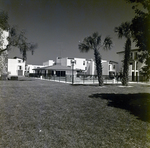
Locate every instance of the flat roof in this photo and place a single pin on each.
(124, 51)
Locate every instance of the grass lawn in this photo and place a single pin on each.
(46, 114)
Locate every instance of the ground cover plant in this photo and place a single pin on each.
(49, 114)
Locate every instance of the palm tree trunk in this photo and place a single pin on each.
(98, 66)
(126, 62)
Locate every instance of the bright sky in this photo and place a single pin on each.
(58, 25)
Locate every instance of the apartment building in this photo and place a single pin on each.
(16, 67)
(134, 66)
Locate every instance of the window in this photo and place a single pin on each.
(83, 62)
(20, 67)
(136, 55)
(113, 66)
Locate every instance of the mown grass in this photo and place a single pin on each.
(44, 114)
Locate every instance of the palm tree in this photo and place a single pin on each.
(94, 42)
(124, 31)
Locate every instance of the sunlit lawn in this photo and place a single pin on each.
(45, 114)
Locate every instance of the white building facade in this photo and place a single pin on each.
(48, 63)
(16, 67)
(3, 55)
(134, 65)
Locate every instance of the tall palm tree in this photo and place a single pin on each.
(94, 42)
(124, 31)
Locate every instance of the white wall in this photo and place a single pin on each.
(29, 68)
(48, 63)
(3, 38)
(14, 65)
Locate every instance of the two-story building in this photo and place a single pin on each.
(134, 64)
(16, 66)
(4, 54)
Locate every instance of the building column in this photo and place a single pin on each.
(134, 70)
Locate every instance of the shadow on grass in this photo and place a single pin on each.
(137, 104)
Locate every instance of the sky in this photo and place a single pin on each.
(57, 26)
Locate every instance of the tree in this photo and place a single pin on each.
(124, 31)
(140, 28)
(94, 42)
(15, 39)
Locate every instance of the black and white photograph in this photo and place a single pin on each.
(74, 73)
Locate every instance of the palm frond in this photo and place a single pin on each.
(119, 31)
(123, 30)
(83, 47)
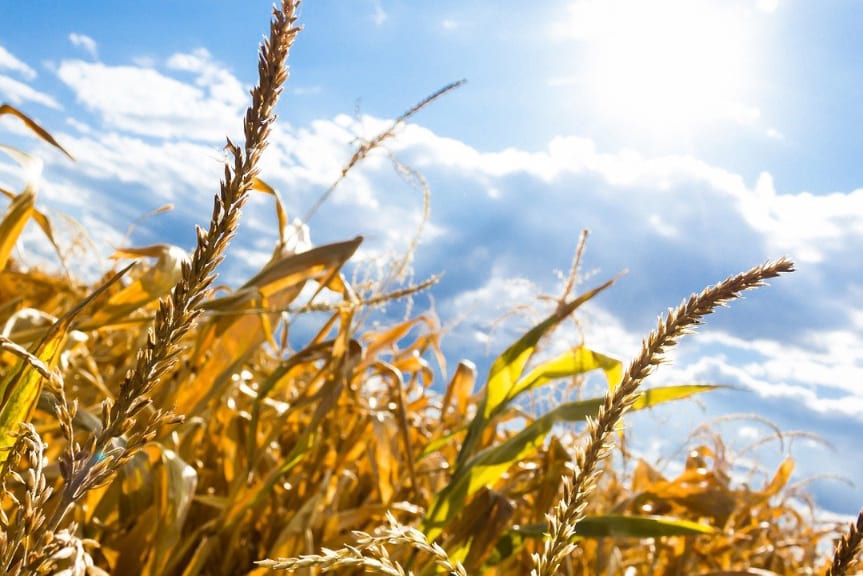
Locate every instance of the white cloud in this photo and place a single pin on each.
(635, 75)
(166, 170)
(19, 93)
(804, 225)
(8, 61)
(84, 42)
(144, 101)
(767, 6)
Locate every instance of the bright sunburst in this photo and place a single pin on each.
(667, 67)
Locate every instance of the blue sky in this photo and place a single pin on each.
(694, 138)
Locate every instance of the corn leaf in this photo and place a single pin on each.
(17, 215)
(508, 367)
(22, 385)
(34, 127)
(622, 526)
(573, 362)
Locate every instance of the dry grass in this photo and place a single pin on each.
(569, 511)
(209, 443)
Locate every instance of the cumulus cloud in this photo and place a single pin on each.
(8, 61)
(767, 6)
(85, 43)
(18, 93)
(146, 102)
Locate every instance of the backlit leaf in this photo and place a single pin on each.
(16, 217)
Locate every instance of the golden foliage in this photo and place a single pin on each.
(207, 443)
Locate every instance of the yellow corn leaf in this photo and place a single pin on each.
(239, 328)
(488, 465)
(20, 388)
(42, 220)
(152, 285)
(460, 388)
(780, 479)
(261, 186)
(174, 490)
(573, 362)
(33, 126)
(16, 217)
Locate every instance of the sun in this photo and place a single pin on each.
(666, 67)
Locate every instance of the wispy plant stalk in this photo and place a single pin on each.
(84, 469)
(569, 511)
(847, 549)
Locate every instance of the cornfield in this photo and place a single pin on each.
(155, 423)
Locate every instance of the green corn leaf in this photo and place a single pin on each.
(489, 465)
(507, 369)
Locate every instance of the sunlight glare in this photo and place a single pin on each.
(669, 67)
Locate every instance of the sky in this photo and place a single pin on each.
(693, 138)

-*-

_What is expected_. Produce an exact copy of each line of data, skipping embedded images.

_Task result_.
Locate every instance of the flat roof in this photo and place a single pin on each.
(124, 51)
Locate every instance of the grass lawn in this photo and place a single pin on each.
(46, 114)
Locate every instance of the ground cover plant in this photo and place a single pin on each.
(49, 114)
Locate every instance of the palm tree trunk in this photo and place a single pin on each.
(98, 66)
(126, 62)
Locate every instance of the bright sky in this photo and place a single pin on each.
(58, 25)
Locate every instance of the apartment building in this photo and place a single pin on each.
(16, 67)
(134, 66)
Locate every instance of the window in this photo and place a single pin on each.
(83, 62)
(20, 67)
(136, 55)
(113, 66)
Locate every instance of the mown grass in this photo and place a single pin on each.
(44, 114)
Locate every instance of the palm tree in this photo and place a single pin on each.
(94, 42)
(124, 31)
Locate every instance of the sunlit lawn in this photo and place a single pin on each.
(45, 114)
Locate every instance of the white building facade in this photo and place a single pin on each.
(48, 63)
(16, 67)
(3, 55)
(134, 65)
Locate every instance of the tall palm tree in this photo and place a single pin on each.
(94, 42)
(124, 31)
Locate every instance of the white wall in this photo and place a single pin on each.
(29, 68)
(48, 63)
(3, 38)
(14, 65)
Locate every instance of the two-story building in this photo and place a single pin on each.
(134, 64)
(16, 66)
(4, 54)
Locate every instance of the building column in this photo and place a single pin on each.
(134, 70)
Locate every instance of the shadow on grass in this photo and place a single pin on each.
(137, 104)
Locate every instance of the sky in this photo and place a single pin on each.
(57, 26)
Locate every instance of the tree in this photo and place a single pin on each.
(124, 31)
(140, 28)
(94, 42)
(15, 39)
Locate every instance of the black and white photograph in this photo and place a single pin on each.
(74, 73)
Locate every instance of the palm frond in this photo and place a single pin on each.
(119, 31)
(123, 30)
(83, 47)
Locate every instance of the white cloud in this photo and place a single pin on each.
(635, 75)
(166, 170)
(19, 93)
(804, 225)
(8, 61)
(84, 42)
(144, 101)
(767, 6)
Locate every instance of the bright sunburst in this photo and place a single pin on each.
(667, 67)
Locate every instance of the blue sky in this photo and place a single pin on each.
(694, 138)
Locate every instance of the corn leaf in this photo and place a single pin on each.
(17, 215)
(508, 367)
(22, 385)
(34, 127)
(622, 526)
(573, 362)
Locate every instance of the dry grass in this photo and place a single pin on each.
(569, 511)
(209, 443)
Locate every instance of the cumulus cloud in this photo and place a single pin on each.
(8, 61)
(767, 6)
(85, 43)
(18, 93)
(146, 102)
Locate every instance of the backlit leaf in this photo and place a single pin on each.
(16, 217)
Locate every instance of the golden foliage in this photo and place a single pin on each.
(207, 443)
Locate every instance of the yellow corn leaf in this photo and place a single pin on each.
(239, 328)
(488, 465)
(20, 388)
(42, 220)
(152, 285)
(460, 388)
(780, 479)
(261, 186)
(174, 490)
(573, 362)
(33, 126)
(16, 217)
Locate every instance of the sun in this photo and place a single pin on each.
(666, 67)
Locate every instance of the wispy plant stalk in this photo and place a single pin on each.
(84, 469)
(569, 511)
(847, 549)
Locate every instance of the cornfield in this photo and place a single pin on each.
(155, 423)
Locate every instance of the green corn leaf in this photo and place a single pin on each.
(489, 465)
(507, 369)
Locate every instance of the sunlight glare in this photo and place a single pin on each.
(669, 67)
Locate every instance of the sky in this photo and place a single pin on each.
(693, 138)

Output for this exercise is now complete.